▶ [RECORD EXTRACTS]:
* * * *
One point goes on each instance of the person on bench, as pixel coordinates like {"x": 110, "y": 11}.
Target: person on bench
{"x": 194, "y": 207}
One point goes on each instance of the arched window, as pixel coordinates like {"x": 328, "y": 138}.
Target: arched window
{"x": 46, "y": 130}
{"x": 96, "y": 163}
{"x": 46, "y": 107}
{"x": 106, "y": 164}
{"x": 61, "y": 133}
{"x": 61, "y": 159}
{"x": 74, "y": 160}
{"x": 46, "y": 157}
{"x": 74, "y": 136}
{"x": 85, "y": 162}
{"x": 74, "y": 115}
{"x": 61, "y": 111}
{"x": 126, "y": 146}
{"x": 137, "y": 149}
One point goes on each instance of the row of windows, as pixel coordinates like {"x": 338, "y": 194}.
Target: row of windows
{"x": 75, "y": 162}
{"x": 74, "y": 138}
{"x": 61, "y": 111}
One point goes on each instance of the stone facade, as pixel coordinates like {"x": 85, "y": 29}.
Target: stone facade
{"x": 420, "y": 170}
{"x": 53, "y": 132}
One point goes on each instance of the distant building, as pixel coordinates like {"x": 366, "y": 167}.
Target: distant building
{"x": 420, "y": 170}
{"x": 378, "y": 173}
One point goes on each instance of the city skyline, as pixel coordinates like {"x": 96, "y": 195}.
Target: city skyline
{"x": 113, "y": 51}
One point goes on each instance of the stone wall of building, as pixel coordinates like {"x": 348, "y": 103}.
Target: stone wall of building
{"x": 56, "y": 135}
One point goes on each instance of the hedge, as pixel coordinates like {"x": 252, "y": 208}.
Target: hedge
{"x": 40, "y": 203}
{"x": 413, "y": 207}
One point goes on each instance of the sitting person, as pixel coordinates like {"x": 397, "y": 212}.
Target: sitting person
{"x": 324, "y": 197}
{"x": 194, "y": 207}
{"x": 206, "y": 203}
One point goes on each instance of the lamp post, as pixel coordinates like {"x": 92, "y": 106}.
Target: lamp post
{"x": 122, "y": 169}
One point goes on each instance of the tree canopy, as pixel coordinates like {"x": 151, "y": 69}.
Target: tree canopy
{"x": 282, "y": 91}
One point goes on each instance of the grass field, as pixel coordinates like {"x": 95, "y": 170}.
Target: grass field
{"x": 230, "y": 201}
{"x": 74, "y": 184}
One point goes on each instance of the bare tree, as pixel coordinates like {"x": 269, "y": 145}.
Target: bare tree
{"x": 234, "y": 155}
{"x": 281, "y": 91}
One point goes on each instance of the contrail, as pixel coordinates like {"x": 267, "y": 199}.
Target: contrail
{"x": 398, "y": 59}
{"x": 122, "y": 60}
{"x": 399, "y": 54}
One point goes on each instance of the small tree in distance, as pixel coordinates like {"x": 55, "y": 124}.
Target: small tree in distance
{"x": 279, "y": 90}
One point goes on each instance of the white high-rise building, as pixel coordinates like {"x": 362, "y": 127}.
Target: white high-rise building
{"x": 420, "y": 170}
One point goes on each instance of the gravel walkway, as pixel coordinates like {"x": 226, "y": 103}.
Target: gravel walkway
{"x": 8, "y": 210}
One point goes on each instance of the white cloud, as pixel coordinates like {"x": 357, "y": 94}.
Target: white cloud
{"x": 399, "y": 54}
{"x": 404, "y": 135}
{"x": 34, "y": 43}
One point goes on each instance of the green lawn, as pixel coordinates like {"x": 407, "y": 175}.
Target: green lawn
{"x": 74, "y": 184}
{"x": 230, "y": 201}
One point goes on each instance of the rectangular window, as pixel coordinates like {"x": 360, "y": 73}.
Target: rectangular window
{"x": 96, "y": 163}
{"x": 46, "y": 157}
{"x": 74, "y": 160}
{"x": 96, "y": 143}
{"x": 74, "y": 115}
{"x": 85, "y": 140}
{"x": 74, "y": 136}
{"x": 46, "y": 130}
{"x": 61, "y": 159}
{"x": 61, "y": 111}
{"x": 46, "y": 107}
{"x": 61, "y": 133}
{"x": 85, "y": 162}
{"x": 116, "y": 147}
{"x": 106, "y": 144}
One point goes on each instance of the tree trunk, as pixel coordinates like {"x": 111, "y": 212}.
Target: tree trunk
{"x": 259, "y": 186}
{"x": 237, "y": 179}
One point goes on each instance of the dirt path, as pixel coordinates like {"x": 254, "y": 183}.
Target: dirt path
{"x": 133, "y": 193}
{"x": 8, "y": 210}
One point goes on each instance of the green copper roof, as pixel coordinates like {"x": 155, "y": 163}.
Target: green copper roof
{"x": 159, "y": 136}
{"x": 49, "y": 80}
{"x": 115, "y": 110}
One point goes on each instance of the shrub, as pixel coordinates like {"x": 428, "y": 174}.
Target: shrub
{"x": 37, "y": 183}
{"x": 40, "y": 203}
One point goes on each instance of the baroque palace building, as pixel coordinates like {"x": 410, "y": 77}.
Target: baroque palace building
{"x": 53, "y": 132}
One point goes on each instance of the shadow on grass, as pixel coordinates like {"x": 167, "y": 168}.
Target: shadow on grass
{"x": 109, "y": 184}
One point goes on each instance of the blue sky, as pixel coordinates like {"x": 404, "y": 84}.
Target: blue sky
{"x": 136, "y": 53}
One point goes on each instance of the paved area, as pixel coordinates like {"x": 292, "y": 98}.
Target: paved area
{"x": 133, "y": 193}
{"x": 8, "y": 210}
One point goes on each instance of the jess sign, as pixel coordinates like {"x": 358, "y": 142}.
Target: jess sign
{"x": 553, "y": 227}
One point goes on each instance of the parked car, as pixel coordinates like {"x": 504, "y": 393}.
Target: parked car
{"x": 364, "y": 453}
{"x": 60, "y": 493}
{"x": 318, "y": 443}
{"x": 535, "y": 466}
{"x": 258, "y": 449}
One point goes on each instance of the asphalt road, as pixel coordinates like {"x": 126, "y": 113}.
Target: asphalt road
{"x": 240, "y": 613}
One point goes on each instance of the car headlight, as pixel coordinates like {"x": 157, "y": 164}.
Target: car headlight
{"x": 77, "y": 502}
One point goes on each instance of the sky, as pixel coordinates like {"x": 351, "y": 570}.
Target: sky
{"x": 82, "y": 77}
* * * *
▶ [EXERCISE]: Can you set down every one of the records above again, word for word, with nothing changed?

▶ [THE RESPONSE]:
One point goes on each instance of the person on bench, as pixel coordinates like {"x": 110, "y": 11}.
Target: person on bench
{"x": 194, "y": 207}
One point goes on each instance of the arched window, as pixel coordinates like {"x": 328, "y": 138}.
Target: arched window
{"x": 46, "y": 130}
{"x": 96, "y": 163}
{"x": 46, "y": 107}
{"x": 106, "y": 164}
{"x": 61, "y": 133}
{"x": 61, "y": 159}
{"x": 74, "y": 160}
{"x": 46, "y": 157}
{"x": 74, "y": 136}
{"x": 85, "y": 162}
{"x": 74, "y": 115}
{"x": 61, "y": 111}
{"x": 126, "y": 146}
{"x": 137, "y": 149}
One point goes on each instance of the row of windows, as pixel coordinates like {"x": 338, "y": 194}.
Target: row of windows
{"x": 75, "y": 162}
{"x": 74, "y": 138}
{"x": 61, "y": 111}
One point goes on each instance of the stone facade, as pixel coordinates like {"x": 85, "y": 29}.
Target: stone facade
{"x": 420, "y": 170}
{"x": 53, "y": 132}
One point goes on each instance of the distant building, as pixel coordinates like {"x": 366, "y": 167}.
Target: distant building
{"x": 420, "y": 170}
{"x": 378, "y": 173}
One point goes on each instance of the city skyline, as pixel coordinates like {"x": 96, "y": 195}.
Target: city skyline
{"x": 113, "y": 51}
One point goes on each instance of the stone wall of building, as pixel coordinates like {"x": 348, "y": 103}.
Target: stone wall of building
{"x": 56, "y": 135}
One point goes on each instance of the hedge, as pixel coordinates like {"x": 252, "y": 208}.
Target: hedge
{"x": 40, "y": 203}
{"x": 413, "y": 207}
One point goes on each instance of the sitting person, as pixel coordinates like {"x": 397, "y": 212}.
Target: sitting person
{"x": 324, "y": 197}
{"x": 194, "y": 207}
{"x": 206, "y": 203}
One point goes on each instance of the lamp post, as pixel coordinates like {"x": 92, "y": 106}.
Target: lamp post
{"x": 122, "y": 169}
One point goes on each instance of the tree canopy, as pixel coordinates like {"x": 151, "y": 69}.
Target: tree canopy
{"x": 282, "y": 91}
One point goes on each instance of the grass field, as pixel coordinates like {"x": 95, "y": 170}.
Target: grass field
{"x": 230, "y": 201}
{"x": 74, "y": 184}
One point goes on each instance of the bare tree, as pixel coordinates like {"x": 269, "y": 145}.
Target: bare tree
{"x": 234, "y": 155}
{"x": 281, "y": 91}
One point goes on each instance of the contrail, as pixel coordinates like {"x": 267, "y": 199}.
Target: contrail
{"x": 398, "y": 59}
{"x": 122, "y": 60}
{"x": 399, "y": 54}
One point goes on each instance of the small tree in distance, as pixel coordinates like {"x": 55, "y": 124}.
Target: small tree in distance
{"x": 279, "y": 90}
One point goes on each instance of the white high-rise building, as pixel coordinates like {"x": 362, "y": 127}.
Target: white high-rise building
{"x": 420, "y": 170}
One point goes on each instance of the gravel walkway, as pixel coordinates like {"x": 226, "y": 103}.
Target: gravel walkway
{"x": 8, "y": 210}
One point goes on each instance of the white cloud, as pixel coordinates like {"x": 357, "y": 94}.
Target: white cloud
{"x": 399, "y": 54}
{"x": 404, "y": 135}
{"x": 34, "y": 43}
One point goes on each instance of the green lawn, as pixel coordinates like {"x": 407, "y": 175}.
Target: green lawn
{"x": 74, "y": 184}
{"x": 230, "y": 201}
One point goes on each instance of the rectangular window, as pixel coordinates like {"x": 360, "y": 73}.
Target: rectangular window
{"x": 96, "y": 163}
{"x": 46, "y": 157}
{"x": 74, "y": 160}
{"x": 96, "y": 143}
{"x": 74, "y": 115}
{"x": 85, "y": 140}
{"x": 74, "y": 136}
{"x": 46, "y": 130}
{"x": 61, "y": 159}
{"x": 61, "y": 111}
{"x": 46, "y": 107}
{"x": 61, "y": 133}
{"x": 85, "y": 162}
{"x": 116, "y": 147}
{"x": 106, "y": 144}
One point goes on each instance of the tree trunk, as pixel coordinates like {"x": 111, "y": 212}.
Target: tree trunk
{"x": 259, "y": 186}
{"x": 237, "y": 179}
One point goes on each instance of the dirt path, as pixel coordinates like {"x": 254, "y": 183}.
Target: dirt path
{"x": 133, "y": 193}
{"x": 8, "y": 210}
One point goes on each instance of the green copper roof, as pixel coordinates like {"x": 155, "y": 163}.
Target: green copper roof
{"x": 159, "y": 136}
{"x": 49, "y": 80}
{"x": 115, "y": 110}
One point goes on each instance of the shrub, as pixel coordinates like {"x": 428, "y": 174}.
Target: shrub
{"x": 37, "y": 183}
{"x": 40, "y": 203}
One point goes on each instance of the baroque palace building, as pixel coordinates like {"x": 410, "y": 77}.
Target: baroque palace building
{"x": 53, "y": 132}
One point goes on each instance of the shadow on grass, as pixel coordinates like {"x": 167, "y": 168}.
Target: shadow on grass
{"x": 109, "y": 184}
One point goes on each instance of the blue sky, as pixel coordinates like {"x": 404, "y": 84}.
Target: blue sky
{"x": 136, "y": 53}
One point goes on each instance of the paved area, as pixel coordinates like {"x": 292, "y": 98}.
Target: paved area
{"x": 133, "y": 193}
{"x": 8, "y": 210}
One point goes on each instance of the jess sign, as pixel coordinates like {"x": 358, "y": 142}.
Target: jess sign
{"x": 553, "y": 227}
One point goes on each instance of the parked car, as pixel coordinates like {"x": 504, "y": 393}.
Target: parked car
{"x": 364, "y": 453}
{"x": 60, "y": 493}
{"x": 318, "y": 443}
{"x": 535, "y": 466}
{"x": 258, "y": 449}
One point goes on each instance of the asphalt road, as pixel coordinates like {"x": 126, "y": 113}.
Target: asphalt road
{"x": 240, "y": 613}
One point goes on each instance of the car headlight, as pixel coordinates like {"x": 157, "y": 164}.
Target: car headlight
{"x": 77, "y": 502}
One point goes on each instance of the sky, as pixel coordinates like {"x": 351, "y": 570}.
Target: sky
{"x": 82, "y": 77}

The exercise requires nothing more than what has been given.